* WHAT TO DO
Report every line below that carries the word "towel".

Top of RECORDED DATA

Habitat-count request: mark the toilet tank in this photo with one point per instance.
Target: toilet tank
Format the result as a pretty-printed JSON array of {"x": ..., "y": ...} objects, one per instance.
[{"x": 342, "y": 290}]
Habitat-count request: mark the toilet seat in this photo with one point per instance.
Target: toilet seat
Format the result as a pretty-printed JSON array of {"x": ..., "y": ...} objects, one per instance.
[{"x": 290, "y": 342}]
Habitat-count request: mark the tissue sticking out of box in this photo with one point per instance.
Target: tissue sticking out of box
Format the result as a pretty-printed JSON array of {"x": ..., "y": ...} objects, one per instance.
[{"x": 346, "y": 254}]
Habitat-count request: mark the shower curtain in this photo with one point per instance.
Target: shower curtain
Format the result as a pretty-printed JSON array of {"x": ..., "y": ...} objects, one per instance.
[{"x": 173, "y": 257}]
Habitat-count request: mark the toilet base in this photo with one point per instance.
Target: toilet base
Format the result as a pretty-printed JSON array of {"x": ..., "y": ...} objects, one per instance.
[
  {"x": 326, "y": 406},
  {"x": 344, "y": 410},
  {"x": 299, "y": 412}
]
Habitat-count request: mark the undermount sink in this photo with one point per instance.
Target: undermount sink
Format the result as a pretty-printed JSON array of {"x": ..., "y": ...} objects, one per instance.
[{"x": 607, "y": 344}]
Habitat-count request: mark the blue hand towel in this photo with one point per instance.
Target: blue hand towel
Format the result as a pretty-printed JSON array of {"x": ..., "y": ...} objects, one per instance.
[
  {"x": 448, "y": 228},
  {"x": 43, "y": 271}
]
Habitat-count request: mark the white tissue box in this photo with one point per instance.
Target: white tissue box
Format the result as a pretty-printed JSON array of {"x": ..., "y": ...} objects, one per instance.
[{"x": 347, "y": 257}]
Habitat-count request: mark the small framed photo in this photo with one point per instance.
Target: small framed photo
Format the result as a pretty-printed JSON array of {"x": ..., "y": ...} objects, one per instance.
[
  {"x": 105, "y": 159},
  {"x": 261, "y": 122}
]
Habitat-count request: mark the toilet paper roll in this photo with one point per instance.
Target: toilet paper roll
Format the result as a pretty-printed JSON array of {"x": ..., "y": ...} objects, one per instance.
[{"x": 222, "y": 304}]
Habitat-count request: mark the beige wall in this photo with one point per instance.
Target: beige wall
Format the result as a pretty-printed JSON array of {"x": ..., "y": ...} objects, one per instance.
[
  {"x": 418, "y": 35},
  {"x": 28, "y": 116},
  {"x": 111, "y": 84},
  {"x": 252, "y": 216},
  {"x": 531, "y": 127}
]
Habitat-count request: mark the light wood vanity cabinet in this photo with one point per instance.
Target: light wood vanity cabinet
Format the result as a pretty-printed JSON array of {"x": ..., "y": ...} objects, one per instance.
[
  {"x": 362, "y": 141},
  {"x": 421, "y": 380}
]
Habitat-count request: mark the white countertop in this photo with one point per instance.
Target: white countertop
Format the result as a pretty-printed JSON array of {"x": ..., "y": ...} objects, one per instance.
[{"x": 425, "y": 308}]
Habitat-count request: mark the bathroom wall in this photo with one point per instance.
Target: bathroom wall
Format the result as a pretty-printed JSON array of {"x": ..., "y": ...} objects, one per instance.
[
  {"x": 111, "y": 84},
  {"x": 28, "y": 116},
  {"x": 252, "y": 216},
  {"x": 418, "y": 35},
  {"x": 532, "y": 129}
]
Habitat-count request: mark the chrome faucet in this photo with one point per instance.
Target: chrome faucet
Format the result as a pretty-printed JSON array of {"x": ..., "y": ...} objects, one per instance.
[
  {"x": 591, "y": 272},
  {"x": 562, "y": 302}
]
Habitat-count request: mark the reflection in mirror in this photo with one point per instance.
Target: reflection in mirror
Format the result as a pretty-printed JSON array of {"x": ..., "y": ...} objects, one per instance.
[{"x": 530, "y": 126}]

Bottom of RECORDED DATA

* COMPLETED TASK
Habitat-count request: mark the blue hand towel in this photo with one point per instance.
Target: blue hand towel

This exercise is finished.